━━━ SUPPLIED PASSAGE ━━━

Zengqi Yu


2025

pdf bib
Cooperative or Competitive? Understanding the Interaction between Attention Heads From A Game Theory Perspective
Xiaoye Qu | Zengqi Yu | Dongrui Liu | Wei Wei | Daizong Liu | Jianfeng Dong | Yu Cheng
Proceedings of the 63rd Annual Meeting of the Association for Computational Linguistics (Volume 1: Long Papers)

Despite the remarkable success of attention-based large language models (LLMs), the precise interaction mechanisms between attention heads remain poorly understood. In contrast to prevalent methods that focus on individual head contributions, we rigorously analyze the intricate interplay among attention heads through a novel framework based on the Harsanyi dividend, a concept from cooperative game theory. Our analysis reveals that significant positive Harsanyi dividends are sparsely distributed across head combinations, indicating that most heads do not contribute cooperatively. Moreover, certain head combinations exhibit negative dividends, indicating implicit competitive relationships. To further optimize the interactions among attention heads, we propose a training-free Game-theoretic Attention Calibration (GAC) method. Specifically, GAC selectively retains heads demonstrating significant cooperative gains and applies fine-grained distributional adjustments to the remaining heads. Comprehensive experiments across 17 benchmarks demonstrate the effectiveness of our proposed GAC and its superior generalization capabilities across diverse model families, scales, and modalities. Crucially, the discovered interaction phenomena offer a path toward a deeper understanding of the behaviors of LLMs.

━━━

◆ TASK DIRECTIONS ◆
Render this sentence from the abstract on attention heads into Spanish: "Moreover, certain head combinations exhibit negative dividends, indicating implicit competitive relationships."

━━━ SUPPLIED ENTRIES ━━━

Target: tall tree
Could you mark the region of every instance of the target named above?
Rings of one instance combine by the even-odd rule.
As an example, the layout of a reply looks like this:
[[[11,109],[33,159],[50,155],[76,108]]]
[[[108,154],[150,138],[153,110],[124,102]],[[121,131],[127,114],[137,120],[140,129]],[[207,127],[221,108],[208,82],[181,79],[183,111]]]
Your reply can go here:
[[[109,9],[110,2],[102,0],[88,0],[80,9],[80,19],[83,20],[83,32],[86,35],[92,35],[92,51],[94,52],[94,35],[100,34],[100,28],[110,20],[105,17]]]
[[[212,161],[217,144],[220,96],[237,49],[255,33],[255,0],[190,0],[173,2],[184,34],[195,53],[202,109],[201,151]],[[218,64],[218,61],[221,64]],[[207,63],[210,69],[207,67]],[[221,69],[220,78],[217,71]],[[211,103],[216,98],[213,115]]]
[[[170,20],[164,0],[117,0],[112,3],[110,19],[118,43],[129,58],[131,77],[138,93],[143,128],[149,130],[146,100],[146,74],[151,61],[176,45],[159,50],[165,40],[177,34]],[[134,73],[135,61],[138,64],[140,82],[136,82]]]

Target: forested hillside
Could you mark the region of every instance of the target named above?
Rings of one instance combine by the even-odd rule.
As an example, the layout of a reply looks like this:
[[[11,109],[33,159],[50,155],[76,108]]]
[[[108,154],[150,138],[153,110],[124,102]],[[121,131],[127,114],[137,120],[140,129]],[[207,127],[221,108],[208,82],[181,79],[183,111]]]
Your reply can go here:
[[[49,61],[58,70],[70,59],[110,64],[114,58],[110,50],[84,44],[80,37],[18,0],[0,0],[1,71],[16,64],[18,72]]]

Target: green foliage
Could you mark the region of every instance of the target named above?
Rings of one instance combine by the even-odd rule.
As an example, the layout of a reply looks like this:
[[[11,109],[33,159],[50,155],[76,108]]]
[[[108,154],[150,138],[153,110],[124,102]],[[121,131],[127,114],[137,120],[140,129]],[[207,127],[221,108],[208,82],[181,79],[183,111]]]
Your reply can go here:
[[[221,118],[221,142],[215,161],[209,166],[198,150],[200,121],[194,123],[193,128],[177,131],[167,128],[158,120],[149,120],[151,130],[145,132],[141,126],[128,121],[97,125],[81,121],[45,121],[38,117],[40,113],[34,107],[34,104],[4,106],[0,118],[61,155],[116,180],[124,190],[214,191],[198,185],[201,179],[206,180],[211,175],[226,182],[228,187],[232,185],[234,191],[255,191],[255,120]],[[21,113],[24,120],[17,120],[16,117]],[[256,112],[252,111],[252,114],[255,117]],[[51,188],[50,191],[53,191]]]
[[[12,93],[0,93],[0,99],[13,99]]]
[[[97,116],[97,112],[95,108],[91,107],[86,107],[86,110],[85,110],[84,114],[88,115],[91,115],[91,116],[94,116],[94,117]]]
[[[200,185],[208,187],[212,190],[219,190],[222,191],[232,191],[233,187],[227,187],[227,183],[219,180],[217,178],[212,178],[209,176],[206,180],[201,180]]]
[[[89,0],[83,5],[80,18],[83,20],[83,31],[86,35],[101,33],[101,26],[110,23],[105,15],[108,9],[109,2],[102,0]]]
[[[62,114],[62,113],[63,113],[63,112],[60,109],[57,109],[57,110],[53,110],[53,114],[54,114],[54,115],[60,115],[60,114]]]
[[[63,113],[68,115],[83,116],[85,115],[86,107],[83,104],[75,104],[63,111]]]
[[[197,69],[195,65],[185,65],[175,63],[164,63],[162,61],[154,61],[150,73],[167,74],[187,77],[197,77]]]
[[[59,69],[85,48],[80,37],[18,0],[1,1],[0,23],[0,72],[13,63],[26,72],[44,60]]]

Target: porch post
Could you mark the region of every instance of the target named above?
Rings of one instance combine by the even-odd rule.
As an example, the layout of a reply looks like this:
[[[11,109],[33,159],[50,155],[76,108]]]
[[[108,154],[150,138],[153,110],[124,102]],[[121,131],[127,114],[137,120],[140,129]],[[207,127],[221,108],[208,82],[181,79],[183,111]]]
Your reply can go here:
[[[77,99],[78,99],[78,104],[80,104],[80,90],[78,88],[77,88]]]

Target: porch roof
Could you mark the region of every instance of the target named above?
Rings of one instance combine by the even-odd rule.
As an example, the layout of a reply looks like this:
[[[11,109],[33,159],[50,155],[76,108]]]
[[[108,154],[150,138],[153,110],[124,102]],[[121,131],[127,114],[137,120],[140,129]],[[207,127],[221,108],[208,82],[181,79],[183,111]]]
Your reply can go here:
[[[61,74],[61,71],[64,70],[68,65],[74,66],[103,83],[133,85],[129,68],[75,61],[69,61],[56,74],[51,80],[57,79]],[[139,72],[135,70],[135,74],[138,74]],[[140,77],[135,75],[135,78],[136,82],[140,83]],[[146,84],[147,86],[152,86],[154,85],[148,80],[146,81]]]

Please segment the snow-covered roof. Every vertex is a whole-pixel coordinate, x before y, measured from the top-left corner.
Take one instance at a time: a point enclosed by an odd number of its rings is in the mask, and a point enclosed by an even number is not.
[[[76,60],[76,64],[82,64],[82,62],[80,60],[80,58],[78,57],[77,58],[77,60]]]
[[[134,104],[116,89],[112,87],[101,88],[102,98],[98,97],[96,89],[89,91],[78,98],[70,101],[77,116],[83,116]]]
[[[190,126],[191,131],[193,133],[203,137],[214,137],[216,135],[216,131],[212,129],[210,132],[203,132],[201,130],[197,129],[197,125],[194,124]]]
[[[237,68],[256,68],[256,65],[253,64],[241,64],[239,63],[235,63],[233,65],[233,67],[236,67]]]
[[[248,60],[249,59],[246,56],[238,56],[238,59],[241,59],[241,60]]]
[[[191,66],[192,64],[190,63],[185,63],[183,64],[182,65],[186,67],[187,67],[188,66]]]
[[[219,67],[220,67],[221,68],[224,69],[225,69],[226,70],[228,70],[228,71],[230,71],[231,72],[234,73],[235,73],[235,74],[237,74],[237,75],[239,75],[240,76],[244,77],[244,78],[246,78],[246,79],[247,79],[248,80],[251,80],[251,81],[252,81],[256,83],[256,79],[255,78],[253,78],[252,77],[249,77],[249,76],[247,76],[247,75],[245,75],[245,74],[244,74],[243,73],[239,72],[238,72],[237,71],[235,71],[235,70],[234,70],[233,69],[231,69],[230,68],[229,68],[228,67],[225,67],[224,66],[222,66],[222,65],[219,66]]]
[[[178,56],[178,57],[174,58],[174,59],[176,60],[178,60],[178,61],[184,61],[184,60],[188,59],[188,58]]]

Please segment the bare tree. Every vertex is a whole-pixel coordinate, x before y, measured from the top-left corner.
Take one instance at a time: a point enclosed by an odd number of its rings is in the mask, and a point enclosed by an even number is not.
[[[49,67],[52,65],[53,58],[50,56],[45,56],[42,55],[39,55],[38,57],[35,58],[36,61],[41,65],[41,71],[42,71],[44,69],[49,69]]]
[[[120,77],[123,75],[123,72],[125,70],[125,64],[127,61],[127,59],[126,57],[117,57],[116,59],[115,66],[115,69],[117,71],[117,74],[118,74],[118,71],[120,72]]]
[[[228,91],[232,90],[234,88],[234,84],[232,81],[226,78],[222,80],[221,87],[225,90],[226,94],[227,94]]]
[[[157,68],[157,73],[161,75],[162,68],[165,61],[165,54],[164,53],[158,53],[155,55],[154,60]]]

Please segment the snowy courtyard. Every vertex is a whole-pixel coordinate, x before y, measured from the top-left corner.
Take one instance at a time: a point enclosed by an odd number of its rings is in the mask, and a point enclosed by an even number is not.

━━━

◆ RESPONSE BELOW ◆
Además, ciertas combinaciones de cabezas presentan dividendos negativos, lo que indica relaciones competitivas implícitas.